Object point labels:
+++
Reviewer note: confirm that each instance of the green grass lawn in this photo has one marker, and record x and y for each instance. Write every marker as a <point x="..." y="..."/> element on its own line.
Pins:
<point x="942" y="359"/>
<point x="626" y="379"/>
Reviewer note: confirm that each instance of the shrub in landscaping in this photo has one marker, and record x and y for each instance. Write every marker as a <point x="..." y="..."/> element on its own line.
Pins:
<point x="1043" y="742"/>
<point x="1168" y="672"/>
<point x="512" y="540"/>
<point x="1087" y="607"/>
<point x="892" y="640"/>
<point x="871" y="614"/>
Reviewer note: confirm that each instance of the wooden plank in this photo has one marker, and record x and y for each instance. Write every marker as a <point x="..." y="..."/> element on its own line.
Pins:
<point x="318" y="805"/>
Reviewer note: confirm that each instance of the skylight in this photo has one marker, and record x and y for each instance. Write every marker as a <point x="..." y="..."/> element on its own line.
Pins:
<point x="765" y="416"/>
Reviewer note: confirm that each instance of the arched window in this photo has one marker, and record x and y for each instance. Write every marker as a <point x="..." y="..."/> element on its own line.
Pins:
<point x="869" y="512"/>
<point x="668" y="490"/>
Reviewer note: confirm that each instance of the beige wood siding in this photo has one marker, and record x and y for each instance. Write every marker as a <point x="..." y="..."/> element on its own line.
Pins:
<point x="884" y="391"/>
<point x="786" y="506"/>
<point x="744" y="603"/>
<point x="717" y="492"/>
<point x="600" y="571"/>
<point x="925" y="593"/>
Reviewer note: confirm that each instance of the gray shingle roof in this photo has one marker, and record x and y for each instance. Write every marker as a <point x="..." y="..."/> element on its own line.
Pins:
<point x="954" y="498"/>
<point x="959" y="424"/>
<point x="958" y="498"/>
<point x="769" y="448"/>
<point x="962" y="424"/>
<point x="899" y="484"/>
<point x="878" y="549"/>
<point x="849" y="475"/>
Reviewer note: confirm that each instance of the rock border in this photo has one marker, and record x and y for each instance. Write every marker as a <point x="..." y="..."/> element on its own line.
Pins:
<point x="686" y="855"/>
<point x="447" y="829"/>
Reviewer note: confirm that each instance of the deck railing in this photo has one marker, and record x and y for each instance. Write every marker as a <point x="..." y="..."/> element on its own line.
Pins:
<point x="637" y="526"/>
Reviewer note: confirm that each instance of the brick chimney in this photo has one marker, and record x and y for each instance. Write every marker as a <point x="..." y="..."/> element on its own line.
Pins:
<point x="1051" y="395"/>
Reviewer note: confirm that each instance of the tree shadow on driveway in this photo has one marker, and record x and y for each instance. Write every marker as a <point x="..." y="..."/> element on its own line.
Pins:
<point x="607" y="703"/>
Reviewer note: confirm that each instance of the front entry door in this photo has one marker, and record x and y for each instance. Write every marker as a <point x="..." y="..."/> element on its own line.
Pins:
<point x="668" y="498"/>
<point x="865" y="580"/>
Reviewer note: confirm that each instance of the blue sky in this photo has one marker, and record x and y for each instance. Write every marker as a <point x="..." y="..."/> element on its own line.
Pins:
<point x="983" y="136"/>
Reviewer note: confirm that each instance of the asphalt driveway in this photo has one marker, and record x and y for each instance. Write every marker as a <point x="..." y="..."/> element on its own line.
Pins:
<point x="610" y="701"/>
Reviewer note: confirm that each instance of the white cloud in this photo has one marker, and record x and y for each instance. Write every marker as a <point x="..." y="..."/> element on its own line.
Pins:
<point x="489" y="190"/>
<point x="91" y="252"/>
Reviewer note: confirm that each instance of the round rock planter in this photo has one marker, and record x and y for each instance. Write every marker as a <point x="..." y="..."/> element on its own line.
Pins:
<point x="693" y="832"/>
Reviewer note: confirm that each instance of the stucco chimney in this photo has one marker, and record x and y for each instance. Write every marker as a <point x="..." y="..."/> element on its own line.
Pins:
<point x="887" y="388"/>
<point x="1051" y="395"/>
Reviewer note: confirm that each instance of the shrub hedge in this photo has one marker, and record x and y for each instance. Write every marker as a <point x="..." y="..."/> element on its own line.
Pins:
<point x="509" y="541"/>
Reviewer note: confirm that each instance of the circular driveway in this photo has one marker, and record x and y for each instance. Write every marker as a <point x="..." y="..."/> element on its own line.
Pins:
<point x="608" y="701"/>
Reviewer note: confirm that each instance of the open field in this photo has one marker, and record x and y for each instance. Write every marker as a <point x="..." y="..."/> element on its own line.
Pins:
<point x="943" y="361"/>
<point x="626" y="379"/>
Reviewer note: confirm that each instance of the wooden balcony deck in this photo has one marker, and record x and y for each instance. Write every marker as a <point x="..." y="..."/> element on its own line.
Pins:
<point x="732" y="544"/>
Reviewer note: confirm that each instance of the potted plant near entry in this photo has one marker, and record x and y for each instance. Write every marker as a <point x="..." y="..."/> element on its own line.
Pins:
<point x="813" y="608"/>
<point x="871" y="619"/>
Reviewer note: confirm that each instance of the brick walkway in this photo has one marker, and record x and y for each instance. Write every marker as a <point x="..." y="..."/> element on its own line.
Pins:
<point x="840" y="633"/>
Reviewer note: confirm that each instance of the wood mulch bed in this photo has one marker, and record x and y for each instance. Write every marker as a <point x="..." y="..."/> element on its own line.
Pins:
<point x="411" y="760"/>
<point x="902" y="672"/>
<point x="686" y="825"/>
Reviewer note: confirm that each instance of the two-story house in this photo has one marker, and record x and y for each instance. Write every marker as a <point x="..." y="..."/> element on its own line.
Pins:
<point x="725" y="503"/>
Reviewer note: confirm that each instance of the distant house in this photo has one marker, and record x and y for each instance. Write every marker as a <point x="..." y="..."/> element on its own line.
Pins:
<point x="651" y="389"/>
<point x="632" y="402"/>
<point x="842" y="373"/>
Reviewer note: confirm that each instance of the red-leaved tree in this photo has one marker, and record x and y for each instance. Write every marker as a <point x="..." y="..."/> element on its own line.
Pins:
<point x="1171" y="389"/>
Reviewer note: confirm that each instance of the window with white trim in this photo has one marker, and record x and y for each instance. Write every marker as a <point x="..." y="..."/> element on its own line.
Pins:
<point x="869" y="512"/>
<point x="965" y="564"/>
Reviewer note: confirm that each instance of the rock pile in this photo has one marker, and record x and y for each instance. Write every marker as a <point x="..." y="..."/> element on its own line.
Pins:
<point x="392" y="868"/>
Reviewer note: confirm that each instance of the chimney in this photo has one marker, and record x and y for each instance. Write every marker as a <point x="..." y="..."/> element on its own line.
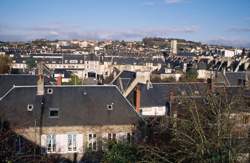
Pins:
<point x="138" y="99"/>
<point x="59" y="80"/>
<point x="40" y="81"/>
<point x="210" y="84"/>
<point x="40" y="85"/>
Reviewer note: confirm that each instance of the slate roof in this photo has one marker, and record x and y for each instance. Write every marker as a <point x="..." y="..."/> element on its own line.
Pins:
<point x="7" y="81"/>
<point x="78" y="106"/>
<point x="125" y="78"/>
<point x="232" y="78"/>
<point x="159" y="94"/>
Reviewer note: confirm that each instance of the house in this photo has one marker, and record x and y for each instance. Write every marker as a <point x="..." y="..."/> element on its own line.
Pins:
<point x="69" y="120"/>
<point x="152" y="100"/>
<point x="7" y="81"/>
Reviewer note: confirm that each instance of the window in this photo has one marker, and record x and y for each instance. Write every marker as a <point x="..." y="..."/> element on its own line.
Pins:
<point x="19" y="144"/>
<point x="112" y="136"/>
<point x="72" y="142"/>
<point x="128" y="137"/>
<point x="245" y="119"/>
<point x="30" y="107"/>
<point x="51" y="143"/>
<point x="53" y="113"/>
<point x="110" y="107"/>
<point x="49" y="90"/>
<point x="92" y="142"/>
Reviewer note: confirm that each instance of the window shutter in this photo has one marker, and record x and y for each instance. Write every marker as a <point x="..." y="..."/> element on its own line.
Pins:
<point x="43" y="141"/>
<point x="61" y="143"/>
<point x="79" y="143"/>
<point x="121" y="136"/>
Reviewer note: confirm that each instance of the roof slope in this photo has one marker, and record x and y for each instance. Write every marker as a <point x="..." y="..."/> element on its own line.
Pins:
<point x="7" y="81"/>
<point x="159" y="94"/>
<point x="78" y="106"/>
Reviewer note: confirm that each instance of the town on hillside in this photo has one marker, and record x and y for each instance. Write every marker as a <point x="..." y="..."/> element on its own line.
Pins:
<point x="154" y="100"/>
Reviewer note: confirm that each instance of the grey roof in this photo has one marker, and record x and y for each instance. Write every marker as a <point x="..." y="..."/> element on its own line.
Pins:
<point x="159" y="94"/>
<point x="78" y="106"/>
<point x="124" y="79"/>
<point x="7" y="81"/>
<point x="234" y="77"/>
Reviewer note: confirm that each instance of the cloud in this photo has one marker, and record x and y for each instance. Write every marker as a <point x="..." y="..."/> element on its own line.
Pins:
<point x="234" y="42"/>
<point x="173" y="1"/>
<point x="148" y="3"/>
<point x="239" y="29"/>
<point x="75" y="32"/>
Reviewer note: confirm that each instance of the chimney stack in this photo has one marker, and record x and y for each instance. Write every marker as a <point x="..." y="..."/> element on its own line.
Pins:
<point x="40" y="81"/>
<point x="138" y="99"/>
<point x="59" y="80"/>
<point x="210" y="85"/>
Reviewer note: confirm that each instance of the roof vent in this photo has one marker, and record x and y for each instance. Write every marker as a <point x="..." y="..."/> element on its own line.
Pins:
<point x="30" y="107"/>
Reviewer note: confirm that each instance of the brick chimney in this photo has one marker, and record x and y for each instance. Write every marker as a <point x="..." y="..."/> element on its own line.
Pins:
<point x="138" y="99"/>
<point x="40" y="85"/>
<point x="210" y="84"/>
<point x="40" y="81"/>
<point x="59" y="80"/>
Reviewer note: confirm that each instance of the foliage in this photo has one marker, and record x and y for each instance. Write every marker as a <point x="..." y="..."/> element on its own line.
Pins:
<point x="5" y="63"/>
<point x="203" y="134"/>
<point x="31" y="63"/>
<point x="74" y="80"/>
<point x="169" y="79"/>
<point x="119" y="152"/>
<point x="191" y="75"/>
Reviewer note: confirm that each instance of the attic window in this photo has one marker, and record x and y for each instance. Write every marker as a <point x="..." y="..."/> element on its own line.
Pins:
<point x="85" y="93"/>
<point x="110" y="107"/>
<point x="49" y="91"/>
<point x="196" y="92"/>
<point x="30" y="107"/>
<point x="183" y="93"/>
<point x="53" y="112"/>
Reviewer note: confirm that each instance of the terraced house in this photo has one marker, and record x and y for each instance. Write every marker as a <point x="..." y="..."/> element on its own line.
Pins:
<point x="68" y="120"/>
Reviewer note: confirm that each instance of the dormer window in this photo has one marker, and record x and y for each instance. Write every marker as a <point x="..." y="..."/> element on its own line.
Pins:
<point x="50" y="91"/>
<point x="54" y="113"/>
<point x="30" y="107"/>
<point x="110" y="107"/>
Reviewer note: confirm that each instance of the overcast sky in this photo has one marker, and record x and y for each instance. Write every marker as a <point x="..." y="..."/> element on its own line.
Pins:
<point x="212" y="21"/>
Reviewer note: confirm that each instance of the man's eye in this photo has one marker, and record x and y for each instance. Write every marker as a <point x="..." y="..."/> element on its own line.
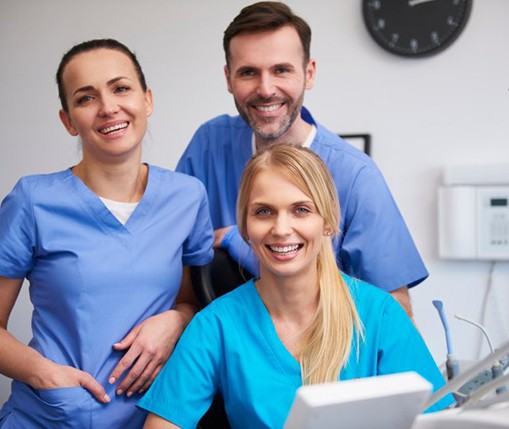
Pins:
<point x="247" y="73"/>
<point x="122" y="89"/>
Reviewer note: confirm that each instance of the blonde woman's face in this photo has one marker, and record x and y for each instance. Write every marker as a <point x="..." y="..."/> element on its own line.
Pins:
<point x="284" y="227"/>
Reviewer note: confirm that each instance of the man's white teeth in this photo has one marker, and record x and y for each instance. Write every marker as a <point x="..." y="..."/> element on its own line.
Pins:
<point x="284" y="249"/>
<point x="270" y="108"/>
<point x="114" y="128"/>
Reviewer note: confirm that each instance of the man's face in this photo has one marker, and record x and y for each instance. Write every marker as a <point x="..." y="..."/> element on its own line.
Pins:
<point x="267" y="78"/>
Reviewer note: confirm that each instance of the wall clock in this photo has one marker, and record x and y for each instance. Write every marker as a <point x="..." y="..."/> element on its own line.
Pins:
<point x="415" y="28"/>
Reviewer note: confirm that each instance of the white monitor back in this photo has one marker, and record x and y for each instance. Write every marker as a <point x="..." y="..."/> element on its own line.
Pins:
<point x="388" y="401"/>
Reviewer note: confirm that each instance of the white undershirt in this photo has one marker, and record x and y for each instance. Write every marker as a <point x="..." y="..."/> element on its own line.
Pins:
<point x="122" y="211"/>
<point x="311" y="136"/>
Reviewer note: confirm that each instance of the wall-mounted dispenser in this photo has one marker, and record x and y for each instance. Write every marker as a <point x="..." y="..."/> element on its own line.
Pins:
<point x="473" y="213"/>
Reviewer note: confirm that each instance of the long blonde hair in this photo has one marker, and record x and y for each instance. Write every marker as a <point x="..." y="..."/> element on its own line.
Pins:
<point x="336" y="320"/>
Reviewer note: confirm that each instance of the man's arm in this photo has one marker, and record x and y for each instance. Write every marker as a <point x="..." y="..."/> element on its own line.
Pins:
<point x="403" y="297"/>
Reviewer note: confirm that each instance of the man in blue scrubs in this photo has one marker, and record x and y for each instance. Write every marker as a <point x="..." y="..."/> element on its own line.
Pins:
<point x="268" y="68"/>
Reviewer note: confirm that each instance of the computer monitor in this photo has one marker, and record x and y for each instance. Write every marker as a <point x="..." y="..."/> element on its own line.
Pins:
<point x="388" y="401"/>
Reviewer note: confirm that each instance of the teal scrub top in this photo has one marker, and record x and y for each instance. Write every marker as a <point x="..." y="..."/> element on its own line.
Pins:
<point x="232" y="347"/>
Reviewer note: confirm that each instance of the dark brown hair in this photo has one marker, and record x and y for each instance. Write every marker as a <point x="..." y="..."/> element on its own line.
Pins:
<point x="267" y="16"/>
<point x="92" y="45"/>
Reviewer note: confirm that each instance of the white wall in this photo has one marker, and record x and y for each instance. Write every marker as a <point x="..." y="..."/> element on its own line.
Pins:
<point x="423" y="114"/>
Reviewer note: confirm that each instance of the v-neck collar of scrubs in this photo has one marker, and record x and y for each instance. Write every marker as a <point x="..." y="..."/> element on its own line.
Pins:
<point x="268" y="331"/>
<point x="103" y="215"/>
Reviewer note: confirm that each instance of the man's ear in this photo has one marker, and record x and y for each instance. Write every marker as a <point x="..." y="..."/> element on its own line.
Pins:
<point x="310" y="74"/>
<point x="66" y="120"/>
<point x="227" y="76"/>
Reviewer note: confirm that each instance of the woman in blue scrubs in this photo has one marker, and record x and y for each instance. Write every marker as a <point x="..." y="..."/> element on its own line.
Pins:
<point x="301" y="322"/>
<point x="105" y="246"/>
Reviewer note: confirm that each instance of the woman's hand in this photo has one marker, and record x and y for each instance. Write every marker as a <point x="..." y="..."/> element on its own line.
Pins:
<point x="148" y="345"/>
<point x="56" y="376"/>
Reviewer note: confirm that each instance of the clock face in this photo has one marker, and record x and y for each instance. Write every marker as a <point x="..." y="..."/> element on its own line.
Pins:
<point x="415" y="28"/>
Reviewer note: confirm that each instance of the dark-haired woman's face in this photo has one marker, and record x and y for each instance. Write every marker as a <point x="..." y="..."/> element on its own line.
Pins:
<point x="108" y="108"/>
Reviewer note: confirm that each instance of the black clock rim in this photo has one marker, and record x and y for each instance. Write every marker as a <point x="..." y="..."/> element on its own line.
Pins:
<point x="421" y="54"/>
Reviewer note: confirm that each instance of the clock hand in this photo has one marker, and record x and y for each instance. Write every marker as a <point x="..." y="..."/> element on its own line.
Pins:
<point x="417" y="2"/>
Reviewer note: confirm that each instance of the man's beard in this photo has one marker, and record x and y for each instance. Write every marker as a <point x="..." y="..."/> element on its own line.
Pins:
<point x="284" y="126"/>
+++
> Written instruction: Transcribe, word for word, every line from the one containing "Reviewer note: confirm that each instance of the v-neck" through the final line of the entries, and nothing else.

> Correct output:
Reviewer note: confirm that each instance of the v-neck collar of scrubs in this photo has one marker, and record x and y for each instance. Write every marker as a <point x="..." y="..."/> element on its own line.
Pins:
<point x="268" y="331"/>
<point x="103" y="215"/>
Reviewer note: confirm that each instance of the man's ear in this photo has one marker, and record x and y for each instance. Write every marker as a <point x="..." y="..."/> element on its own line.
Pins:
<point x="310" y="74"/>
<point x="66" y="120"/>
<point x="227" y="76"/>
Reviewer note: confirm that each instance of the woman in blue scrubs in this photo has one marker, and record x and y for each instance. Write every marker as a <point x="..." y="..."/> element on its own line.
Pins:
<point x="301" y="322"/>
<point x="105" y="246"/>
Reviewer note: confirm that each instance of the woman's hand in this photo has one marker, and record x and y for each instance. Write every marker as a <point x="..." y="..."/> element on its own line.
Pins:
<point x="148" y="345"/>
<point x="56" y="376"/>
Reviewer note: confirm that each instance of the clock face in this photo has one marker, and record x and y for each instance. Write every marker as a <point x="..." y="..."/> element on its own line.
Pins:
<point x="415" y="28"/>
Reviewer note: confirm that each instance of the dark-haired woman's face in this photo has one marker, and record x and y for each instance. Write every marker as a <point x="..." y="..."/> element on its own line.
Pins:
<point x="108" y="108"/>
Reviewer note: confirm that each instance of the black clock rim in this photo has one marker, and record x and y for each instance. Write every marker as a <point x="..." y="..."/> element on its own line.
Pins:
<point x="421" y="54"/>
Reviewer note: confirm that each instance of the clock hand in this photo has one marker, and record x and y for each instance. Write every marker as a <point x="..." y="..."/> element on its own line.
Pins:
<point x="417" y="2"/>
Reviewer note: confirm that each instance of the man's beard in this photo has one marker, and record x and y for each instance. Write every marker as a <point x="..." y="..."/> element on its own line.
Pins:
<point x="284" y="126"/>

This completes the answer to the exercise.